Ljubljana – President Borut Pahor has formally informed the National Electoral Commission (DVK) that he will sign a presidential decree for a general election on 9 February, setting Sunday, 24 April, as the election date. This is in line with his earlier announcement that he would call this year’s election at the earliest possible date.
Pahor believes that despite the Covid epidemic, the DVK has enough time to prepare and organise the election so that no shadow of doubt would be cast on the election outcome.
He recalled in Thursday’s press statement that all but one deputy group agreed 24 April was the best possible date when consulting them in November, and he shared their view.
Before Pahor’s November announcement of the election date, there were mounting calls for an early election due to the government’s handling of the epidemic and its perceived undermining of the rule of law.
However, opposition SNS leader Zmago Jelinčič would still like the election to be held on the last possible date, 5 June, arguing the epidemic would subside by then.
Pahor said that while “this is a legitimate stance, it’s within my powers and it’s my responsibility to decide, sign the decree and call the election”.
He said that over 40 local, regional or general elections had been held in Europe over the past two years, with the countries finding various ways to held them smoothly.
He is grateful to DVK members for today’s constructive discussion, saying he did not doubt they would do their best for the election to be held so that “we’ll all trust the outcome, and that despite the Covid situation, everyone will have a chance to exercise their right to vote”.
DVK president Peter Golob said the commission members had assured Pahor they would do everything in their power for the election to be held legally and flawlessly.
They also told Pahor “the electoral legislation does not envisage all electoral procedures to be carried out in these (Covid] circumstances”.

=-=-=-=-=

PROBLEM TO SOLVE
Reproduce the part of the news report on Slovenia's election date starting with "Pahor believes that" and going on through "rule of law.". The records that come next are separate material and have no connection to the news report on the election date.

=-=-=-=-=

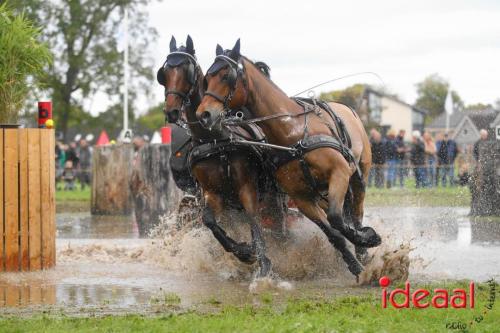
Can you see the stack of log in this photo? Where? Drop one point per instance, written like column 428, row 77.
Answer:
column 485, row 182
column 127, row 179
column 154, row 192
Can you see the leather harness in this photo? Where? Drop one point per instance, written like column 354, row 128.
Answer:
column 339, row 140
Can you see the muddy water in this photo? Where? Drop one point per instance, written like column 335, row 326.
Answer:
column 104, row 266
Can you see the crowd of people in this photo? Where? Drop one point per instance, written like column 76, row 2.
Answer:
column 431, row 161
column 73, row 163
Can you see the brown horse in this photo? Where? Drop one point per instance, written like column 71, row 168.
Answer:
column 322, row 169
column 228, row 177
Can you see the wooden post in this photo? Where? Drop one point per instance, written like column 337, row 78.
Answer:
column 485, row 186
column 153, row 190
column 111, row 170
column 27, row 199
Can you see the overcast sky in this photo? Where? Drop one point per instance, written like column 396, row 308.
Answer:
column 306, row 42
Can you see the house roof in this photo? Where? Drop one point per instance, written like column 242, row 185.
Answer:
column 485, row 118
column 369, row 89
column 481, row 118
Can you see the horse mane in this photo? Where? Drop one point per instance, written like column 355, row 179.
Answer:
column 264, row 68
column 267, row 77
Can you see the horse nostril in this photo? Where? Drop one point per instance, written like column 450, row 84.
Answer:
column 173, row 116
column 206, row 118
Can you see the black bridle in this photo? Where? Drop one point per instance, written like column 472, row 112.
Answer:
column 236, row 70
column 192, row 79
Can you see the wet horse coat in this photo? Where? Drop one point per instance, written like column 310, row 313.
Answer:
column 235, row 82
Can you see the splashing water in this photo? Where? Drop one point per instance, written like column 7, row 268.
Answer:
column 190, row 248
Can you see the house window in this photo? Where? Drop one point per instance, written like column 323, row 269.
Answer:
column 375, row 107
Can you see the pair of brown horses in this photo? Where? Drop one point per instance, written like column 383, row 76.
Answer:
column 319, row 177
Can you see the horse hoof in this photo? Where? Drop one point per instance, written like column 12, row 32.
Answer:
column 245, row 253
column 368, row 237
column 362, row 254
column 355, row 268
column 265, row 267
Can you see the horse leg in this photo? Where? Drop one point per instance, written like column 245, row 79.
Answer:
column 357, row 211
column 213, row 208
column 316, row 214
column 366, row 236
column 248, row 198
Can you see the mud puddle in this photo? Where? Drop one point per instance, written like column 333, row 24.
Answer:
column 103, row 266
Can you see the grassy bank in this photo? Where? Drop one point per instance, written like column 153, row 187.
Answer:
column 408, row 196
column 342, row 314
column 73, row 201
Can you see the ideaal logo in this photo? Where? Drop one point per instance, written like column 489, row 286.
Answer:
column 439, row 298
column 423, row 298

=-=-=-=-=

EXERCISE RESPONSE
Pahor believes that despite the Covid epidemic, the DVK has enough time to prepare and organise the election so that no shadow of doubt would be cast on the election outcome.
He recalled in Thursday’s press statement that all but one deputy group agreed 24 April was the best possible date when consulting them in November, and he shared their view.
Before Pahor’s November announcement of the election date, there were mounting calls for an early election due to the government’s handling of the epidemic and its perceived undermining of the rule of law.